===== Material provided =====
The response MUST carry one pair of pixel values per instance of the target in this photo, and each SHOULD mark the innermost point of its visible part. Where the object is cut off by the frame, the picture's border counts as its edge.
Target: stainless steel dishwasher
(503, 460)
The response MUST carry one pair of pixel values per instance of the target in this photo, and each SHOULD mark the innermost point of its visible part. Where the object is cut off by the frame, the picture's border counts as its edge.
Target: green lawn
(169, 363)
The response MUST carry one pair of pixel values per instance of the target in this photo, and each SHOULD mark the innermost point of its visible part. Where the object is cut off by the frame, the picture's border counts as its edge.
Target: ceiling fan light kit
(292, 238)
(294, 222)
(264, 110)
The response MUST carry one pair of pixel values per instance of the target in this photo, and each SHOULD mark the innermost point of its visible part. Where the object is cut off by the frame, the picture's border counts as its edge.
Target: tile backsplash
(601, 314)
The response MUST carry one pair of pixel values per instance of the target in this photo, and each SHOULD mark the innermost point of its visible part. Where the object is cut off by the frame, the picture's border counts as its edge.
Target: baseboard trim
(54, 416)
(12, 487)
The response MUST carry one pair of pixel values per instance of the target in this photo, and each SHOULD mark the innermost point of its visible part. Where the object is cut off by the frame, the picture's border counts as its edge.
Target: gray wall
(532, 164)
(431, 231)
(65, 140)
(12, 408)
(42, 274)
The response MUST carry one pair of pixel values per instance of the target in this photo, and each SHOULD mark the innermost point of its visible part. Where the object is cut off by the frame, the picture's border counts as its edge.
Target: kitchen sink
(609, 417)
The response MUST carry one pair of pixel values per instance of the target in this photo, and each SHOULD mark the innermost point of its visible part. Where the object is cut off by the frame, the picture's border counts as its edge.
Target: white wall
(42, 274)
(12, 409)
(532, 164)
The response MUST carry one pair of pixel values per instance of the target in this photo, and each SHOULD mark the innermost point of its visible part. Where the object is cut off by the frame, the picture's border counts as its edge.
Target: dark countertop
=====
Task directions:
Write out the lines above from the one containing "Target: kitchen sink" through the last, exactly as they are.

Response to this task:
Target: kitchen sink
(609, 417)
The response MUST carry one pair of pixel values per instance of the target in this photo, and each SHOULD mark the innermost point of its visible part. Where the object is cut off by the frame, the picture's border counts as its edge.
Target: white wall
(42, 274)
(12, 409)
(532, 164)
The response MUST carry one pair of pixel values per instance of the target in this photo, and each SHOULD mark the innermost point of its visible part. Where the object is cut off by the frame, the picture's border counts as its edge.
Target: dark countertop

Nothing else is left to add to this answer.